EXERCISE DIRECTIONS -
Copy out the rows below, switching every "every instance" to "all instances" and keeping everything else the same.

DATA FOR THIS EXERCISE -
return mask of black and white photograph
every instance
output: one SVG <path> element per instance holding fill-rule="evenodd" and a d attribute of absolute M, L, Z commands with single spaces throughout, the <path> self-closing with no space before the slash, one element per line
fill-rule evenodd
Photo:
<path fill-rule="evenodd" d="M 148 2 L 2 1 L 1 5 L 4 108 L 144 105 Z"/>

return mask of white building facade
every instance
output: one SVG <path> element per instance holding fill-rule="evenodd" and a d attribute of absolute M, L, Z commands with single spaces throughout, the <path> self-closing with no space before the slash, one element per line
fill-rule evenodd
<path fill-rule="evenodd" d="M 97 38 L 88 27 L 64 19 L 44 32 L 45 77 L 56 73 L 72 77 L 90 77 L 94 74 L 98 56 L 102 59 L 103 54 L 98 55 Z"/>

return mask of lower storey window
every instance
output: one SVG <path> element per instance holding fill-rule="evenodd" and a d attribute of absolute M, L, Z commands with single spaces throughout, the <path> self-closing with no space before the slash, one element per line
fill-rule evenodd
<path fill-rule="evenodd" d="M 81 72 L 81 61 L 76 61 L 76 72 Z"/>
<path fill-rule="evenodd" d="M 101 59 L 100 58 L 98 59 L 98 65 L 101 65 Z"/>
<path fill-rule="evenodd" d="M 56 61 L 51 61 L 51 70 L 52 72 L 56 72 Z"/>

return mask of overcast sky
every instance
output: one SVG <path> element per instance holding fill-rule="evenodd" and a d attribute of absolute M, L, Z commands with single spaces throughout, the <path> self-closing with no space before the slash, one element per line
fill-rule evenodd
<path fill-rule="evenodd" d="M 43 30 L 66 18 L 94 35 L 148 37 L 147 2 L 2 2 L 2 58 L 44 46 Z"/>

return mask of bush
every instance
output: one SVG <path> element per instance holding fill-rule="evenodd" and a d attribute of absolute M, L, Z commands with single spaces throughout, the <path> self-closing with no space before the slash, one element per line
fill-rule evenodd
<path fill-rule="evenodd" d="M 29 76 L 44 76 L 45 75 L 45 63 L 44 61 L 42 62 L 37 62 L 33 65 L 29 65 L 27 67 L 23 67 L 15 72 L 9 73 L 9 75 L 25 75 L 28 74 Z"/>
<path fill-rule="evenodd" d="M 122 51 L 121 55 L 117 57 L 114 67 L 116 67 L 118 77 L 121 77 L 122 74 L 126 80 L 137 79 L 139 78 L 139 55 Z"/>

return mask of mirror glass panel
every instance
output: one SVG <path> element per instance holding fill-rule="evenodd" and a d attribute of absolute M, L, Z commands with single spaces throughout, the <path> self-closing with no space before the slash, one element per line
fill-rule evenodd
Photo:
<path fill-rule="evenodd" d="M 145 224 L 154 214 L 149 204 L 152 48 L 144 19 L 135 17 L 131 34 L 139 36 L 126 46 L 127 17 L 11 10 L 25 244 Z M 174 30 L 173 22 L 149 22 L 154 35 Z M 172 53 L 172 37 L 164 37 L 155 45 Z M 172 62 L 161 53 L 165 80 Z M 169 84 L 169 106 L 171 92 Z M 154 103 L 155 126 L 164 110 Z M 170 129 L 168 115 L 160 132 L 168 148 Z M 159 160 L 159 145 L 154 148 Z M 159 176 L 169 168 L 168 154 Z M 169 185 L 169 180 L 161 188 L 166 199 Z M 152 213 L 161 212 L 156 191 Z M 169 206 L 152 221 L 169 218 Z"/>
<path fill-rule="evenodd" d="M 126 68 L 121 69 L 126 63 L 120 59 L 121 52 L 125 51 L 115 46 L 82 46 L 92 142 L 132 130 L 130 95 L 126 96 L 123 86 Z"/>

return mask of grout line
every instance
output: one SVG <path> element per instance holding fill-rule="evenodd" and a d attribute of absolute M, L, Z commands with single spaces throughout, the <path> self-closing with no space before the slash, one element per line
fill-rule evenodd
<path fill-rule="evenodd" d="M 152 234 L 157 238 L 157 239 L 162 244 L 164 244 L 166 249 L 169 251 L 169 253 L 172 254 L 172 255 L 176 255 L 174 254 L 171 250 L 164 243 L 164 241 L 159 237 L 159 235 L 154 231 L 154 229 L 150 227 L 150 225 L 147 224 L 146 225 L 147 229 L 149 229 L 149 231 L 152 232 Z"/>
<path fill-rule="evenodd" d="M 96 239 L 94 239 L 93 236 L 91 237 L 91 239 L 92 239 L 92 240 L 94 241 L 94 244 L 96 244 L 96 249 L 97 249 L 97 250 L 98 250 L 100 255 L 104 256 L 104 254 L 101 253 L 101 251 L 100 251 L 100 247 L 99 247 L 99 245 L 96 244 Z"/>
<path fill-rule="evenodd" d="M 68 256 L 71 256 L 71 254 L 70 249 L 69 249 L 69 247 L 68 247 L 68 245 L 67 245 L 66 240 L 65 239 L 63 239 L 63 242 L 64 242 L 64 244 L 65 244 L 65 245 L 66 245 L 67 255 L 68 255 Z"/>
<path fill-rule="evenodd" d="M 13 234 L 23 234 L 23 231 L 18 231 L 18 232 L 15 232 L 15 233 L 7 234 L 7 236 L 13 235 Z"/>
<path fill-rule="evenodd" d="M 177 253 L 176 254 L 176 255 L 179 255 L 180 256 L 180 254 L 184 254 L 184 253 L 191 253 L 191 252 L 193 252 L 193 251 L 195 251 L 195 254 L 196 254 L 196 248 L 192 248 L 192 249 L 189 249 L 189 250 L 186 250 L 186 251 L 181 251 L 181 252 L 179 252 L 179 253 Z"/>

TASK RESPONSE -
return mask of black and white photograph
all instances
output: one SVG <path> element per instance holding fill-rule="evenodd" and a d attribute of absolute M, L, Z commands with single spaces throughout, the <path> self-closing with no space before the slash, one element per line
fill-rule evenodd
Photo:
<path fill-rule="evenodd" d="M 148 2 L 2 1 L 1 5 L 4 108 L 144 105 Z"/>

return mask of white building facade
all instances
output: one SVG <path> element per instance holding fill-rule="evenodd" and a d attribute of absolute M, L, Z commands with single spaces throughout, the <path> self-closing with no space before the slash, one element per line
fill-rule evenodd
<path fill-rule="evenodd" d="M 97 38 L 88 27 L 64 19 L 44 32 L 45 77 L 56 73 L 72 77 L 90 77 L 94 74 L 98 56 L 102 59 L 103 54 L 98 55 Z"/>

return mask of lower storey window
all instances
output: one SVG <path> element per instance holding fill-rule="evenodd" and a d attribute of absolute M, L, Z commands with single spaces throughout, the <path> self-closing with no space before the slash, one element per line
fill-rule evenodd
<path fill-rule="evenodd" d="M 81 72 L 81 61 L 76 61 L 76 72 Z"/>
<path fill-rule="evenodd" d="M 101 59 L 100 58 L 98 59 L 98 65 L 101 65 Z"/>
<path fill-rule="evenodd" d="M 56 61 L 51 61 L 51 70 L 52 72 L 56 72 Z"/>

return mask of overcast sky
all instances
output: one SVG <path> element per instance holding fill-rule="evenodd" and a d attribute of absolute M, L, Z commands with single spaces throughout, the <path> self-closing with no space before the slash, one element per line
fill-rule evenodd
<path fill-rule="evenodd" d="M 43 30 L 66 18 L 94 35 L 148 37 L 147 2 L 2 2 L 2 58 L 44 46 Z"/>

return mask of bush
all instances
output: one SVG <path> element per instance holding fill-rule="evenodd" and a d attribute of absolute M, L, Z commands with single spaces throughout, the <path> self-closing with no space before the slash, one element per line
fill-rule evenodd
<path fill-rule="evenodd" d="M 29 76 L 44 76 L 45 75 L 45 63 L 44 61 L 42 62 L 37 62 L 33 65 L 29 65 L 27 67 L 23 67 L 15 72 L 9 73 L 9 75 L 25 75 L 28 74 Z"/>
<path fill-rule="evenodd" d="M 122 51 L 121 55 L 117 57 L 114 67 L 116 67 L 118 77 L 121 77 L 122 74 L 126 80 L 137 79 L 139 78 L 139 55 Z"/>

return mask of mirror glass panel
all instances
output: one SVG <path> element per instance holding fill-rule="evenodd" and a d attribute of absolute M, L, Z commands with single spaces throughout, the <path> self-closing with no space before the slash, one element per line
fill-rule evenodd
Photo:
<path fill-rule="evenodd" d="M 145 224 L 154 214 L 149 204 L 152 48 L 144 19 L 135 17 L 131 34 L 139 36 L 126 46 L 127 17 L 11 10 L 25 244 Z M 174 30 L 173 22 L 149 22 L 154 35 Z M 172 53 L 172 37 L 164 37 L 155 45 Z M 172 62 L 161 53 L 165 80 Z M 169 84 L 169 106 L 171 92 Z M 154 103 L 155 126 L 164 110 Z M 170 129 L 168 115 L 160 132 L 168 148 Z M 159 160 L 159 145 L 154 148 Z M 159 176 L 169 168 L 168 154 Z M 169 185 L 169 180 L 161 188 L 166 199 Z M 152 213 L 161 212 L 156 191 Z M 169 206 L 152 221 L 169 218 Z"/>
<path fill-rule="evenodd" d="M 126 68 L 121 69 L 126 63 L 120 59 L 121 52 L 125 51 L 115 46 L 82 46 L 92 142 L 132 130 L 130 95 L 126 96 L 123 86 Z"/>

return mask of grout line
all instances
output: one SVG <path> element per instance holding fill-rule="evenodd" and a d attribute of absolute M, L, Z commands with single spaces throughout, the <path> self-closing with no space before the slash, one element per line
fill-rule evenodd
<path fill-rule="evenodd" d="M 152 234 L 157 238 L 157 239 L 162 244 L 164 244 L 166 249 L 169 251 L 169 253 L 172 254 L 172 255 L 176 255 L 174 254 L 171 250 L 164 243 L 164 241 L 159 237 L 159 235 L 154 231 L 154 229 L 150 227 L 150 225 L 147 224 L 146 225 L 147 229 L 149 229 L 149 231 L 152 232 Z"/>
<path fill-rule="evenodd" d="M 96 239 L 94 239 L 93 236 L 91 237 L 91 239 L 92 239 L 92 240 L 94 241 L 94 244 L 96 244 L 96 249 L 97 249 L 97 250 L 98 250 L 100 255 L 104 256 L 104 254 L 101 253 L 101 251 L 100 251 L 100 247 L 99 247 L 99 245 L 96 244 Z"/>
<path fill-rule="evenodd" d="M 68 256 L 71 256 L 71 254 L 70 249 L 69 249 L 69 247 L 68 247 L 68 245 L 67 245 L 66 240 L 65 239 L 63 239 L 63 242 L 64 242 L 64 244 L 65 244 L 65 245 L 66 245 L 67 255 L 68 255 Z"/>
<path fill-rule="evenodd" d="M 13 234 L 23 234 L 23 231 L 18 231 L 18 232 L 15 232 L 15 233 L 7 234 L 7 236 L 13 235 Z"/>
<path fill-rule="evenodd" d="M 177 253 L 176 254 L 176 255 L 179 255 L 180 256 L 180 254 L 184 254 L 184 253 L 191 253 L 191 252 L 193 252 L 193 251 L 195 251 L 195 254 L 196 254 L 196 248 L 192 248 L 192 249 L 189 249 L 189 250 L 186 250 L 186 251 L 181 251 L 181 252 L 179 252 L 179 253 Z"/>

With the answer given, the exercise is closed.